[Theory] Static Program Analysis 读书笔记(二):dataflow analysis

5. Dataflow Analysis with Monotone Frameworks

Dataflow Analysis

  • Sign Analysis
  • Constant Propagation Analysis
  • Live Variables Analysis
  • Available Expressions Analysis
  • Very Busy Expressions Analysis
  • Reaching Definitions Analysis
  • Initialized Variables Analysis

Classical dataflow analysis starts with a CFG and a lattice with finite height. The lattice describes abstract information we wish to infer for the different CFG nodes.

The combination of a lattice and a space of monotone functions is called a monotone framework.

An analysis is sound if all solutions to the constraints correspond to correct information about the program. The solutions may be more or less imprecise, but computing the least solution will give the highest degree of precision possible.

  • naive fixed-point algorithm
  • round-robin algorithm
  • chaotic-iteration algorithm
  • work-list algorithm

A variable is live at a program point if there exists an execution where its value is read later in the execution without it is being written to in between. Clearly undecidable, this property can be approximated by a static analysis called live variables analysis (or liveness analysis).

The typical use of live variables analysis is optimization: there is no need to store the value of a variable that is not live. For this reason, we want the analysis to be conservative in the direction where the answer “not live” can be trusted and “live” is the safe but useless answer.

  • parameterized lattice

The set of available expressions for all program points can be approximated using a dataflow analysis.

An expression is very busy if it will definitely be evaluated again before its value changes.

The reaching definitions for a given program point are those assignments that may have defined the current values of variables.

A dataflow analysis is specified by providing the lattice and the constraint rules.

A forward analysis is one that for each program point computes information about the past behavior. A backward analysis is one that for each program point computes information about the future behavior.

A may analysis is one that describes information that may possibly be true and, thus, computes an over-approximation. Conversely, a must analysis is one that describes information that must definitely be true and, thus, computes an under-approximation.

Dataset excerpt
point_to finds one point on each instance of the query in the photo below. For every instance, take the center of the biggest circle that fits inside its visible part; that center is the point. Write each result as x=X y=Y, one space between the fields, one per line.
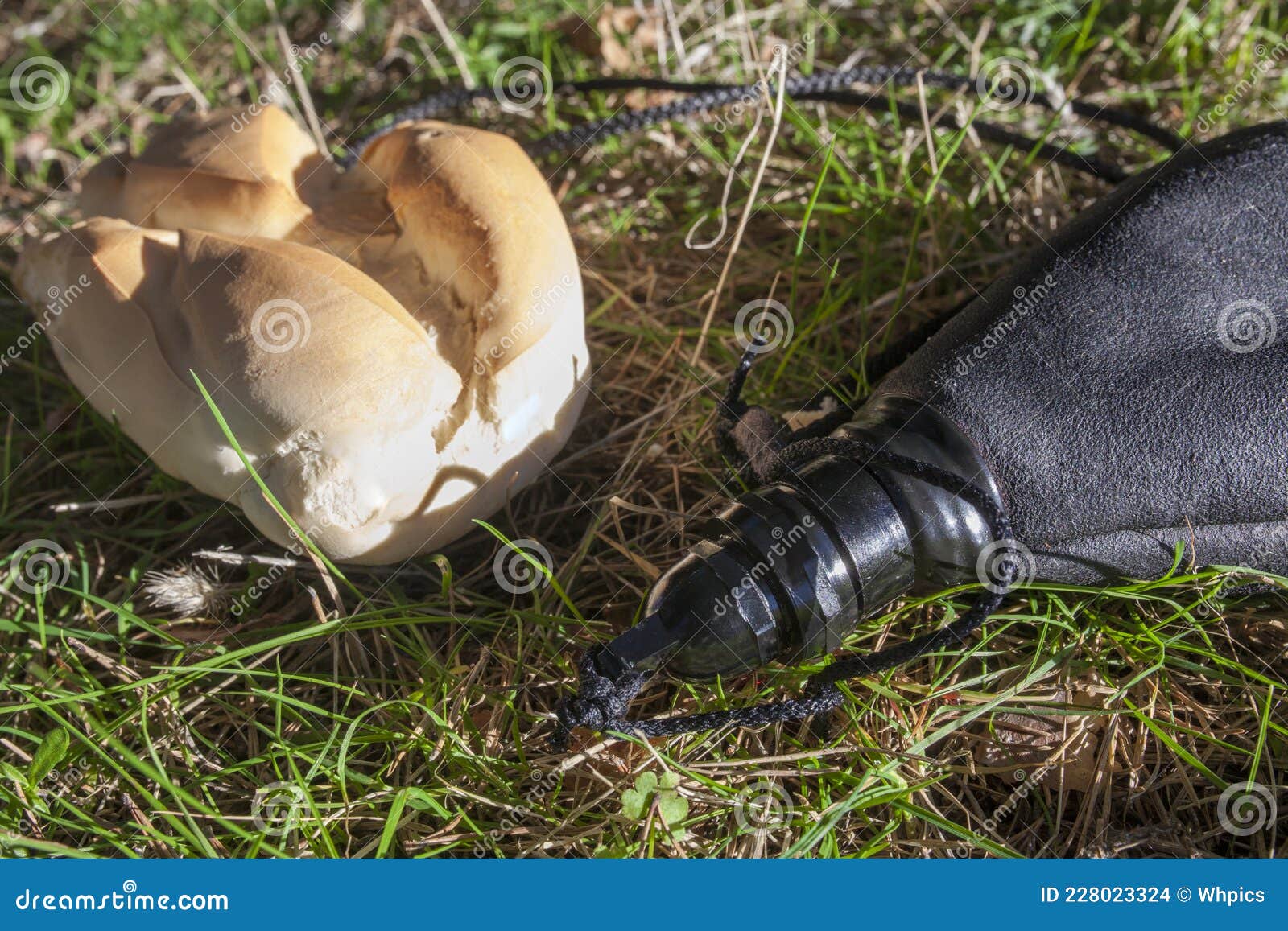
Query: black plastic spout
x=786 y=572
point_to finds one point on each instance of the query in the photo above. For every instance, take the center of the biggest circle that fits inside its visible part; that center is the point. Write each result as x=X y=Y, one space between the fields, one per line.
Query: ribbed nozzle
x=787 y=572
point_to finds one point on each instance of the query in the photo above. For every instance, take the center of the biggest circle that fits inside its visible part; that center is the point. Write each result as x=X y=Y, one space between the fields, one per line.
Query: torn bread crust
x=402 y=354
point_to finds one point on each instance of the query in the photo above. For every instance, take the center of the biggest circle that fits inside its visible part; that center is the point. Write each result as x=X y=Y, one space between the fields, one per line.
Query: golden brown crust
x=399 y=352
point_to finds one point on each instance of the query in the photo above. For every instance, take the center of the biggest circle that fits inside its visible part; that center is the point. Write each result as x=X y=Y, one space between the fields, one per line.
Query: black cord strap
x=751 y=433
x=828 y=87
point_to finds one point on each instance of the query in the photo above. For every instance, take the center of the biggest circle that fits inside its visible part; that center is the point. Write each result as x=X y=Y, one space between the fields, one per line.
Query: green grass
x=409 y=715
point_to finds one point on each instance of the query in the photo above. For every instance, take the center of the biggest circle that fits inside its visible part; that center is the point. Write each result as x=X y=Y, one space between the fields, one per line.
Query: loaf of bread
x=397 y=348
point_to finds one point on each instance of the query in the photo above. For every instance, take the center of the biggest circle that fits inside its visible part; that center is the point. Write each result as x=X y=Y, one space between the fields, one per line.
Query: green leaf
x=671 y=806
x=48 y=755
x=635 y=801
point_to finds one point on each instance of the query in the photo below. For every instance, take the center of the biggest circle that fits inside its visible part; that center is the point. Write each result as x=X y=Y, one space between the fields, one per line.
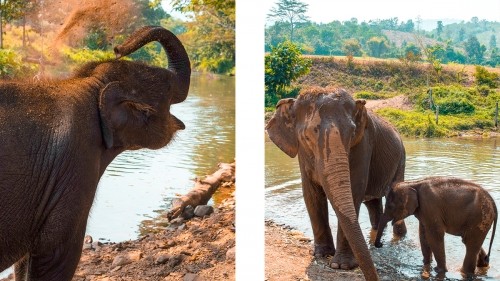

* _Problem description_
What algorithms do the dataflow analysis notes above list?

* _Output for this exercise_
- Naive fixed-point algorithm
- Round-robin algorithm
- Chaotic-iteration algorithm
- Work-list algorithm